Texto de estudio:
—————
Papá el hombre de mi vida

Por Enrique Guzmán Karell



Mi padre se escapó de la casa a las 3:00 am de hoy. Y digo que mi padre se escapó de la casa porque una persona disminuida por un Parkinson que no cede no sale de su casa, sino se escapa. Como la falta de sueño ha sido el efecto colateral, el daño más constante que ha vivido mi padre desde que arrastra esa enfermedad, la lógica detrás de su salida era que iba a la farmacia a buscar benadrilina pues sin ese fármaco no puede dormir.


Sí, iba a la farmacia… En Cuba. Hoy.


Mi padre no sabe, no puede recordar, quizás ya tampoco entender, que en la farmacia no hay benadrilina. Tampoco alprazolam. Mi padre no sabe que la farmacia está bastante o completamente vacía desde hace rato. Ni creo sea consciente que ha sido durísimo sostener su consumo de Levodopa Carbidopa, esa droga difícil para los anaqueles cubanos.



Yo nunca le conté a mi padre que me llegan sus pastillas desde el noroeste de los Estados Unidos, desde una ciudad muy lejana, gracias a la sensibilidad de un amigo que él no conoce, y que llegan a La Habana muy a pesar de las infinitas limitaciones y trabas en los envíos hacia el país tranquilo, ordenado y justo que él ve en el NTV de todos los días. En la comprensión de mi padre, alguien que todavía me guarda los diarios Granma de anuncios importantes, sobrevive la idea de que en la farmacia habrá no solo colas de personas soñolientas y pobres, sino medicinas.


En el periplo nocturno de hoy de mi padre, en medio de su fuga, caminando por un Vedado a oscuras y lleno de obstáculos, se cayó siete veces, una de ellas en un charco habanero del que habría que imaginar profundidad y niveles estables de putrefacción, pero del que quizás nunca sepamos su real ubicación pues son más los charcos que medicinas en las farmacias. Por fortuna, y siete caídas mediante, un vecino lo recogió, lo ayudó y supo conducirlo a casa.

Durante el día de hoy mi padre hizo otros dos intentos de fuga que yo no sabría cómo controlar o atajar. No solo porque vivo fuera de la Habana y de Cuba, sino porque aun viviendo en su misma casa sería una actividad un tanto complicada de ejecutar.
—————
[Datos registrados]

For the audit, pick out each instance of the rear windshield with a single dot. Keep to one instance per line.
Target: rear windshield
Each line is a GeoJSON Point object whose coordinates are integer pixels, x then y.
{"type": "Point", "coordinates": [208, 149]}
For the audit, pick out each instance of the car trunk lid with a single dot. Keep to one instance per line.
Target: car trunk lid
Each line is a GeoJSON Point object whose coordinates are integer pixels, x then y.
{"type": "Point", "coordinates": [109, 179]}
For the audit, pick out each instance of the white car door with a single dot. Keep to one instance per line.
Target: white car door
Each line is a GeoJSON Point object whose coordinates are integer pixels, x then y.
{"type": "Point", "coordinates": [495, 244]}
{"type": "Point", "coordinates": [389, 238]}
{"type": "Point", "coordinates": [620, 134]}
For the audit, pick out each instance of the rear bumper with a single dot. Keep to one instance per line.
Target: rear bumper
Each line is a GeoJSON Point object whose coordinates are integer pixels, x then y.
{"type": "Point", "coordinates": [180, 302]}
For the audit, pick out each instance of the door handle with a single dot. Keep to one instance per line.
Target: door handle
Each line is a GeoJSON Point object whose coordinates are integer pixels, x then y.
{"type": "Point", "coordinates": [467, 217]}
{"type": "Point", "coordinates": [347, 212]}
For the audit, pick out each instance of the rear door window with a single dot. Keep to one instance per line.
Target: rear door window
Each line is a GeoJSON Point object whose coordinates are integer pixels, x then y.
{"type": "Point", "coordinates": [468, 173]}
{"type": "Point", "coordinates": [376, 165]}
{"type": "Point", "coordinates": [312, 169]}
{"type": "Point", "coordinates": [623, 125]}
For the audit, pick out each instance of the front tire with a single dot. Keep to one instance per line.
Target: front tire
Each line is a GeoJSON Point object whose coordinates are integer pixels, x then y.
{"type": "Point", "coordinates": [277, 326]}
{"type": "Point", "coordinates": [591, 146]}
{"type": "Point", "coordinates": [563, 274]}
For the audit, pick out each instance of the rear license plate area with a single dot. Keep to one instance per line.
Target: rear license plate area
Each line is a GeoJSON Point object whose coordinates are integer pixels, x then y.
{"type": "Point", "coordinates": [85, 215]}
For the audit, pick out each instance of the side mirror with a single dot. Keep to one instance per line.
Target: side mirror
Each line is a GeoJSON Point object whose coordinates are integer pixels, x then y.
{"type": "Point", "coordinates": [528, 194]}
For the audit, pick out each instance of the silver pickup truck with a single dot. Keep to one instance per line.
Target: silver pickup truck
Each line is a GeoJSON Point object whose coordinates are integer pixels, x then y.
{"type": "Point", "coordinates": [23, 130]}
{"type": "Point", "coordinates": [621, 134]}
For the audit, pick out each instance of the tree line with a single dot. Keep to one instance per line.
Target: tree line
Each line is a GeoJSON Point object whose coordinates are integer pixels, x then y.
—————
Consigna del ejercicio:
Escribe cómo sigue el relato sobre el padre con Parkinson a partir de su última oración. Los datos no hacen falta para esta tarea.

Respuesta:
Acá doy todas las garantías de que el número de caídas que cuenta mi padre es lo más objetivo y exacto de esta historia. No importa que sus capacidades motrices y mentales estén disminuidas. No importa el Parkinson. Sus números son los que son pues han sido aceitados y entrenados durante ochenta largos años. Baste decir que hablamos de alguien que te dice, como comentario obvio y común, que el teléfono sonó cincuenta y siete veces, las aspas de la lavadora dieron ciento trece vueltas o que durante el almuerzo comió treinta y una cucharadas de sopa y diecinueve de durofrío.


Con él las estadísticas y los números son verdad verdadera, una obsesión, una pasión a la que ha dedicado su vida. Algo solo comparable al amor y el compromiso demostrado a sus cuatro hijos.


Mi padre necesita alprazolam y benadril para poder dormir, pero es incapaz de pedirme esto aquello o lo de más allá. Y como siempre ha hecho ante cualquier necesidad, se arregla como puede y sale a buscar la solución.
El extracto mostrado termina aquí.